++++ Data records ++++

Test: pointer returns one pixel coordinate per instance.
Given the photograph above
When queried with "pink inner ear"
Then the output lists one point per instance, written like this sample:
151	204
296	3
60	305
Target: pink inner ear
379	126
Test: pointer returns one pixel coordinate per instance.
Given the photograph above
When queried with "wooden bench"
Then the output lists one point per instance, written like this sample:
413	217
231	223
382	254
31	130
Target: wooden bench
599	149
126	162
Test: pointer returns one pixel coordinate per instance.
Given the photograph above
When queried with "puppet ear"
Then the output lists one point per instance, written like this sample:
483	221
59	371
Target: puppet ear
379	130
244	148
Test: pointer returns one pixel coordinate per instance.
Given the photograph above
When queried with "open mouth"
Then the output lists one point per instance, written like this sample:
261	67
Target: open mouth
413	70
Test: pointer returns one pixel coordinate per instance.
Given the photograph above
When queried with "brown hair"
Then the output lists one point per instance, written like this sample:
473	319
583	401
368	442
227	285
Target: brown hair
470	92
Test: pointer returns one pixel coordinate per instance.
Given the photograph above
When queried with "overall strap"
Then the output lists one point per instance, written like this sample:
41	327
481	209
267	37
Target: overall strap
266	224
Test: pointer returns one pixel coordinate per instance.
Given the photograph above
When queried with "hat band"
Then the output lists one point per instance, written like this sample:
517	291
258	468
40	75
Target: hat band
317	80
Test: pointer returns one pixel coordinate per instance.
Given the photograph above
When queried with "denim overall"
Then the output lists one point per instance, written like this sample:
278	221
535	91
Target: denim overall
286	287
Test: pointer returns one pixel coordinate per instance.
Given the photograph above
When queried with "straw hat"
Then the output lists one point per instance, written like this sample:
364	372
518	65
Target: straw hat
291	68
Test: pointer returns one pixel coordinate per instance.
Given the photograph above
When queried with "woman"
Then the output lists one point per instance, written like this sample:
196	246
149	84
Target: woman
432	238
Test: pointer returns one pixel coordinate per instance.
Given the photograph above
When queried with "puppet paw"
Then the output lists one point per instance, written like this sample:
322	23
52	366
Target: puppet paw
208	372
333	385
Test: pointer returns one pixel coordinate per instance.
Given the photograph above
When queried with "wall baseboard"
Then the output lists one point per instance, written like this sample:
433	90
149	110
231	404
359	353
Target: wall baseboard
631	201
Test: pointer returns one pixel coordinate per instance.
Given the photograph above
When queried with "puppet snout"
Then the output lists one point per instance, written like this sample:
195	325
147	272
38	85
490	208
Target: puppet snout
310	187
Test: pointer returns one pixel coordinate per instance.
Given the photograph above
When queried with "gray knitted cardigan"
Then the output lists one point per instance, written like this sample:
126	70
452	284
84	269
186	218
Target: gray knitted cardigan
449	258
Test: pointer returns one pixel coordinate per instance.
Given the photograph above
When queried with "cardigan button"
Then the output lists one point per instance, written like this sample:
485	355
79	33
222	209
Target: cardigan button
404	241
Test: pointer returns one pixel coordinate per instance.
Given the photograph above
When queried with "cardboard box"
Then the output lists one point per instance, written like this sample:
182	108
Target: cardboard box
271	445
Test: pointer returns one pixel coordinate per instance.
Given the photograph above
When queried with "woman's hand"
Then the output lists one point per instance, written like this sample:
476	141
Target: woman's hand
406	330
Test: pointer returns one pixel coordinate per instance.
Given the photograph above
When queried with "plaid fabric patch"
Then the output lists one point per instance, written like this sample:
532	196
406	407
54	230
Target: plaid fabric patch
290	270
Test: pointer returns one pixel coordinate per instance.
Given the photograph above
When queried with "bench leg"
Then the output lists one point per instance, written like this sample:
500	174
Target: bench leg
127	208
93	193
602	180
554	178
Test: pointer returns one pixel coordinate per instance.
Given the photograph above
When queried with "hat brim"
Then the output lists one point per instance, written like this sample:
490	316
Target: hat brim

++++

* _What you are asked to do_:
Please state how many lines of the records above contain the string "band", giving only the number.

* _Final answer_:
2